▶ Supplied passage:

# Data Extraction from PDF Documents
---
[Exporting Data From PDFs With Python](https://dzone.com/articles/exporting-data-from-pdfs-with-python "Exporting Data From PDFs With Python")

In [None]:
import json
import os
import io
from pdfminer.layout import LAParams
from pdfminer.converter import TextConverter
from pdfminer.pdfinterp import PDFPageInterpreter, PDFResourceManager
from pdfminer.pdfpage import PDFPage

laparams = LAParams()
setattr(laparams, 'all_texts', True)

def extract_text_from_pdf(pdf_path):
    resource_manager = PDFResourceManager()
    fake_file_handle = io.StringIO()
    converter = TextConverter(resource_manager, fake_file_handle, laparams=laparams)
    page_interpreter = PDFPageInterpreter(resource_manager, converter)

    with open(pdf_path, 'rb') as fh:
        for page in PDFPage.get_pages(fh, caching=True, check_extractable=True):
            page_interpreter.process_page(page)
        text = fake_file_handle.getvalue()

    # close open handles
    converter.close()
    fake_file_handle.close()
    if text:
        return text

def extract_full_text_from_pdf(source, dest):
    with open(dest, 'w') as file:
        text = extract_text_from_pdf(source)
        file.write(text)

▶ Stated goal:
Set down, character for character, the part of the PDF extraction code above that opens with the words containing "fake_file_handle.close()" and closes with "file.write(text)".

▶ Listed records:
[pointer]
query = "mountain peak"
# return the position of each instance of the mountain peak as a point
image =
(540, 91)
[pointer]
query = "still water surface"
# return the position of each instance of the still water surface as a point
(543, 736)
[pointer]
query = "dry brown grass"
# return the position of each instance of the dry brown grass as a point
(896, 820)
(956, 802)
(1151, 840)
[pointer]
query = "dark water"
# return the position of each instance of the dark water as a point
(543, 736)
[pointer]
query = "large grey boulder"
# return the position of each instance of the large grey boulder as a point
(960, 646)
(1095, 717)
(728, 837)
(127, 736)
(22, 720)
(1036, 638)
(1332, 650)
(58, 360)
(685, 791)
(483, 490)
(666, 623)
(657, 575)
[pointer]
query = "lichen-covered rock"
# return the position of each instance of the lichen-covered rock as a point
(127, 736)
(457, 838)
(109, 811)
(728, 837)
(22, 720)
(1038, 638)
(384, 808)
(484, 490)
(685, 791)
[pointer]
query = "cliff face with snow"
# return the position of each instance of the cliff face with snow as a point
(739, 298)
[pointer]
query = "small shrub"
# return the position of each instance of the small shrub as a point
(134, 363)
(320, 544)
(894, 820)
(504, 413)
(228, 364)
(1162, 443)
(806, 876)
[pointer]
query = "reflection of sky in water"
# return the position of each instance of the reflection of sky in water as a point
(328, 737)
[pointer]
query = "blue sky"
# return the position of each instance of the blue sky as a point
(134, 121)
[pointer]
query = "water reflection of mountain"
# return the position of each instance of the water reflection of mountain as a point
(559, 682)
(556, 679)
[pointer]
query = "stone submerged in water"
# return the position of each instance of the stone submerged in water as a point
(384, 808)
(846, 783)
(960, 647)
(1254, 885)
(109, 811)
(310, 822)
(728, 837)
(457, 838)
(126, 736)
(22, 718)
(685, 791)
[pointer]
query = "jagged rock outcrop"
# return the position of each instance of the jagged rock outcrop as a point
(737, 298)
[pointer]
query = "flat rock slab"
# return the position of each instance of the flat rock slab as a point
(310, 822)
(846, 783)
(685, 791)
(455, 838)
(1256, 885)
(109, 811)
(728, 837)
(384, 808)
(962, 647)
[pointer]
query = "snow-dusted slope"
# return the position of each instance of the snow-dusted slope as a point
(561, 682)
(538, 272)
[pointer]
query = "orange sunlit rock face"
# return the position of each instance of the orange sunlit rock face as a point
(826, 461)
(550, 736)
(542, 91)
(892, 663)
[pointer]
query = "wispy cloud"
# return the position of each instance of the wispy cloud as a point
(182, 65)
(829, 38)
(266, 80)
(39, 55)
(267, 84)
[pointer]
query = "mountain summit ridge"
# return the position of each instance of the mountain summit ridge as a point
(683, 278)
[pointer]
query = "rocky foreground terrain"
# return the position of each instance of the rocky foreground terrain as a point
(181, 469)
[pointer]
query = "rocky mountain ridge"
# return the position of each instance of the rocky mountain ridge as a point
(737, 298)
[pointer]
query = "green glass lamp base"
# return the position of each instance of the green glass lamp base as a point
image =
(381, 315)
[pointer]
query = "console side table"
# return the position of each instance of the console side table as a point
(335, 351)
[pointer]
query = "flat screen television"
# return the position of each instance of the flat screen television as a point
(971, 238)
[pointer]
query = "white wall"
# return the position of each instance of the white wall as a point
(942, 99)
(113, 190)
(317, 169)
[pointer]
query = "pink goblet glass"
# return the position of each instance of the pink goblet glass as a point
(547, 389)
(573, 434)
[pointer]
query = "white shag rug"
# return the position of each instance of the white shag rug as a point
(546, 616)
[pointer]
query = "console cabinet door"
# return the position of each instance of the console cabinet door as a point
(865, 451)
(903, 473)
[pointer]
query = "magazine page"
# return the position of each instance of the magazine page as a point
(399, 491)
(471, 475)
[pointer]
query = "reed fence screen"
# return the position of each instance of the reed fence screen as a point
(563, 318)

▶ Answer to this exercise:
fake_file_handle.close()
    if text:
        return text

def extract_full_text_from_pdf(source, dest):
    with open(dest, 'w') as file:
        text = extract_text_from_pdf(source)
        file.write(text)